Work instructions
Can you arrange every line of the items below as a Markdown table with the columns "Row" and "Line," numbering each row, dropping blank lines, and leaving the pictures out?

Data records
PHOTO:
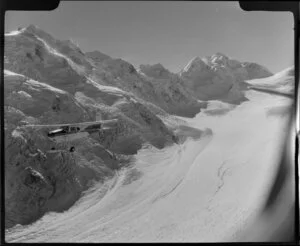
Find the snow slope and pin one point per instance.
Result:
(207, 189)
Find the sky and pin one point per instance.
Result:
(168, 32)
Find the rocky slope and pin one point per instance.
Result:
(219, 77)
(48, 81)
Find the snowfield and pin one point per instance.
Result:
(204, 190)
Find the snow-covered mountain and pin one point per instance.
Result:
(48, 81)
(281, 82)
(220, 77)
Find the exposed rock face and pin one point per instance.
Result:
(218, 77)
(48, 81)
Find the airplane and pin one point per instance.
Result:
(73, 131)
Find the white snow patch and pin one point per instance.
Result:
(15, 32)
(53, 51)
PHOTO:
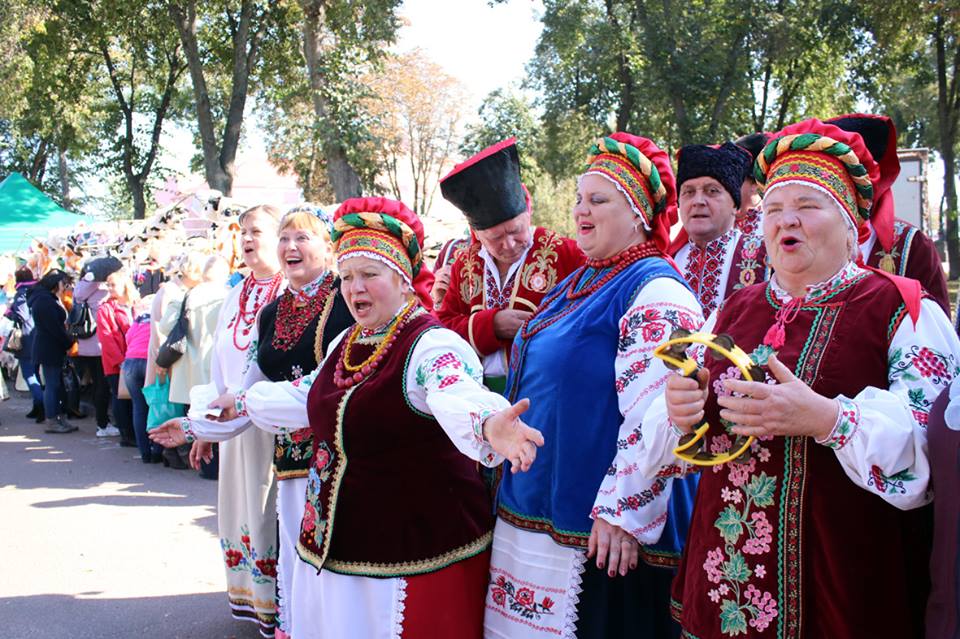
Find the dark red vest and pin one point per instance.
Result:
(389, 494)
(787, 546)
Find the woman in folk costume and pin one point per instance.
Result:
(246, 500)
(287, 341)
(886, 242)
(396, 528)
(575, 551)
(796, 539)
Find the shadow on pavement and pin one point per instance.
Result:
(188, 616)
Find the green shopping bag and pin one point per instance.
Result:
(161, 408)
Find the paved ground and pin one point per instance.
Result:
(94, 543)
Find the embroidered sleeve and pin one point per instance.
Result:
(277, 407)
(444, 378)
(630, 496)
(881, 435)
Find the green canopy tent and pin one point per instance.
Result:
(25, 212)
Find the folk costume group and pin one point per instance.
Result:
(503, 465)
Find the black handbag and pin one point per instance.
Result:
(83, 323)
(175, 345)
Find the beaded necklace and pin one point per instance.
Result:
(618, 262)
(296, 310)
(341, 375)
(246, 317)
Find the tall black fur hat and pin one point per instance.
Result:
(487, 187)
(727, 163)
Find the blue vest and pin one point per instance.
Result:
(567, 371)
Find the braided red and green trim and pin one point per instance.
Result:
(815, 143)
(380, 222)
(643, 164)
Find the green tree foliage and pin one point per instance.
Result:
(225, 43)
(917, 80)
(45, 110)
(686, 71)
(135, 81)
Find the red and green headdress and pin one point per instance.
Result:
(824, 157)
(387, 231)
(880, 136)
(641, 171)
(838, 163)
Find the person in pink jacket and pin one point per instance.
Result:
(134, 370)
(114, 318)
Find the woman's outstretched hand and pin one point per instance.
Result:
(513, 439)
(227, 405)
(169, 434)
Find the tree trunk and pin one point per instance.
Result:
(950, 212)
(185, 18)
(139, 197)
(342, 176)
(947, 108)
(63, 172)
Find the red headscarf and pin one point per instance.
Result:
(779, 148)
(653, 196)
(398, 225)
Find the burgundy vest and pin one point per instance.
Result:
(787, 546)
(388, 494)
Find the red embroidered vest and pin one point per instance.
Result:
(786, 545)
(388, 494)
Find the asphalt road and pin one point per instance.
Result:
(96, 544)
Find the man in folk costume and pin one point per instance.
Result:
(888, 243)
(500, 279)
(783, 540)
(444, 264)
(750, 216)
(715, 257)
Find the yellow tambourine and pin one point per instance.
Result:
(673, 352)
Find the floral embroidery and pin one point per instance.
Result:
(498, 297)
(750, 262)
(522, 601)
(637, 368)
(921, 363)
(889, 484)
(848, 422)
(243, 557)
(749, 224)
(747, 533)
(635, 501)
(444, 371)
(539, 273)
(652, 324)
(187, 427)
(704, 270)
(314, 524)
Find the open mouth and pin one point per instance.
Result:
(789, 242)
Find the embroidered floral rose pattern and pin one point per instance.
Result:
(921, 362)
(314, 524)
(243, 557)
(653, 325)
(704, 269)
(890, 484)
(522, 601)
(746, 532)
(443, 371)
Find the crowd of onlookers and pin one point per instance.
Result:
(86, 341)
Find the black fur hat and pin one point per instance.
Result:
(728, 164)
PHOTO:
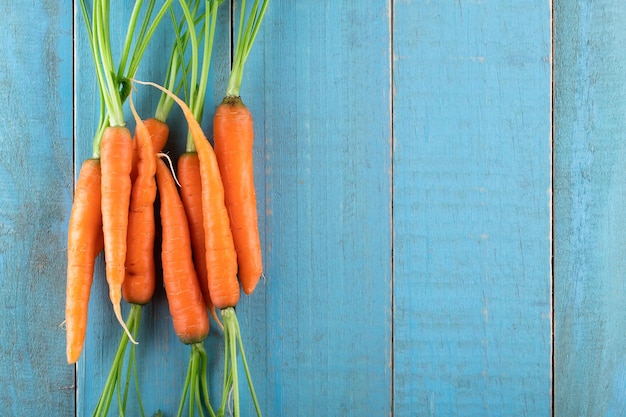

Output for this exercise
| Row | Line |
|---|---|
| 1 | PHOTO: |
| 2 | Find the snow slope and pin one point per instance. |
| 3 | Result: |
| 4 | (207, 189) |
| 5 | Find the sky and pin one point per instance. |
| 6 | Result: |
| 7 | (168, 32) |
| 8 | Find the rocky slope and pin one point per instance. |
| 9 | Result: |
| 10 | (219, 77) |
| 11 | (48, 81) |
| 12 | Find the snowfield and pin one point per instance. |
| 13 | Result: |
| 14 | (204, 190) |
| 15 | Find the snow-covered mountain and pin one point per instance. |
| 16 | Result: |
| 17 | (48, 81) |
| 18 | (281, 82) |
| 19 | (220, 77) |
| 20 | Find the exposed rock face and pin one point per instance. |
| 21 | Result: |
| 22 | (218, 77) |
| 23 | (48, 81) |
| 24 | Find the airplane and pin one point per instance. |
| 25 | Result: |
| 26 | (73, 131) |
| 27 | Find the white snow patch and pin one point per instance. |
| 28 | Result: |
| 29 | (15, 32) |
| 30 | (53, 51) |
| 31 | PHOTO: |
| 32 | Find the dark red vest and pin one point per instance. |
| 33 | Result: |
| 34 | (389, 494) |
| 35 | (787, 546) |
| 36 | Find the woman in folk costume and pin one point per instance. |
| 37 | Result: |
| 38 | (246, 500) |
| 39 | (287, 341) |
| 40 | (886, 242) |
| 41 | (396, 528) |
| 42 | (575, 551) |
| 43 | (796, 539) |
| 44 | Find the shadow on pavement and pin one point per instance. |
| 45 | Result: |
| 46 | (188, 616) |
| 47 | Find the green shopping bag and pin one point per instance. |
| 48 | Result: |
| 49 | (161, 408) |
| 50 | Find the paved ground and pin one point per instance. |
| 51 | Result: |
| 52 | (94, 543) |
| 53 | Find the embroidered sleeve and pin one point per instance. |
| 54 | Result: |
| 55 | (277, 407) |
| 56 | (444, 378) |
| 57 | (630, 496) |
| 58 | (881, 435) |
| 59 | Find the green canopy tent and pin one point per instance. |
| 60 | Result: |
| 61 | (25, 212) |
| 62 | Find the folk costume group and pin one point per instance. |
| 63 | Result: |
| 64 | (503, 465) |
| 65 | Find the black handbag and pin one point per instance. |
| 66 | Result: |
| 67 | (83, 323) |
| 68 | (175, 345) |
| 69 | Find the beaded necklace and pin one point per instance. |
| 70 | Result: |
| 71 | (618, 262) |
| 72 | (296, 310) |
| 73 | (341, 375) |
| 74 | (246, 317) |
| 75 | Find the tall black fur hat and pin one point per instance. |
| 76 | Result: |
| 77 | (487, 187) |
| 78 | (727, 163) |
| 79 | Find the blue vest and pin one point per instance. |
| 80 | Result: |
| 81 | (567, 371) |
| 82 | Find the braided red and green trim and pin one point per instance. |
| 83 | Result: |
| 84 | (815, 143) |
| 85 | (380, 222) |
| 86 | (643, 164) |
| 87 | Find the green tree foliage and pin one point per instance. |
| 88 | Result: |
| 89 | (225, 43) |
| 90 | (917, 80) |
| 91 | (45, 110) |
| 92 | (686, 71) |
| 93 | (135, 81) |
| 94 | Find the red and green headdress and pin one point per instance. |
| 95 | Result: |
| 96 | (824, 157) |
| 97 | (387, 231) |
| 98 | (880, 136) |
| 99 | (641, 171) |
| 100 | (838, 163) |
| 101 | Find the person in pink jacket and pin one point per instance. |
| 102 | Result: |
| 103 | (134, 370) |
| 104 | (114, 318) |
| 105 | Find the woman's outstretched hand and pin one point per instance. |
| 106 | Result: |
| 107 | (513, 439) |
| 108 | (227, 405) |
| 109 | (169, 434) |
| 110 | Find the tree trunk and pin one point per instance. |
| 111 | Result: |
| 112 | (950, 212) |
| 113 | (185, 18) |
| 114 | (139, 197) |
| 115 | (342, 176) |
| 116 | (947, 108) |
| 117 | (63, 172) |
| 118 | Find the red headscarf and pin one point per instance. |
| 119 | Result: |
| 120 | (779, 148) |
| 121 | (653, 196) |
| 122 | (398, 225) |
| 123 | Find the burgundy vest and pin one point per instance. |
| 124 | Result: |
| 125 | (787, 546) |
| 126 | (388, 494) |
| 127 | Find the red embroidered vest and pin one point per instance. |
| 128 | Result: |
| 129 | (786, 545) |
| 130 | (388, 494) |
| 131 | Find the asphalt road and pin one point per instance. |
| 132 | Result: |
| 133 | (96, 544) |
| 134 | Find the man in folk costume and pin one point per instance. |
| 135 | Result: |
| 136 | (888, 243) |
| 137 | (500, 279) |
| 138 | (783, 540) |
| 139 | (444, 264) |
| 140 | (750, 216) |
| 141 | (715, 257) |
| 142 | Find the yellow tambourine and pin one point per instance. |
| 143 | Result: |
| 144 | (673, 352) |
| 145 | Find the floral embroidery and pin one point per instance. |
| 146 | Result: |
| 147 | (498, 297) |
| 148 | (750, 262) |
| 149 | (522, 601) |
| 150 | (637, 368) |
| 151 | (921, 363) |
| 152 | (889, 484) |
| 153 | (848, 422) |
| 154 | (243, 557) |
| 155 | (749, 224) |
| 156 | (747, 533) |
| 157 | (635, 501) |
| 158 | (444, 371) |
| 159 | (539, 273) |
| 160 | (652, 324) |
| 161 | (187, 427) |
| 162 | (704, 270) |
| 163 | (314, 524) |
| 164 | Find the open mouth and pin one point per instance. |
| 165 | Result: |
| 166 | (789, 242) |
| 167 | Find the embroidered floral rose pattern and pin one point per instance. |
| 168 | Result: |
| 169 | (921, 362) |
| 170 | (314, 524) |
| 171 | (243, 557) |
| 172 | (653, 325) |
| 173 | (704, 269) |
| 174 | (890, 484) |
| 175 | (522, 601) |
| 176 | (746, 532) |
| 177 | (443, 371) |
| 178 | Find the crowd of onlookers and pin one point per instance. |
| 179 | Result: |
| 180 | (86, 341) |
| 181 | Find the black fur hat and pin one point per instance. |
| 182 | Result: |
| 183 | (728, 164) |
| 184 | PHOTO: |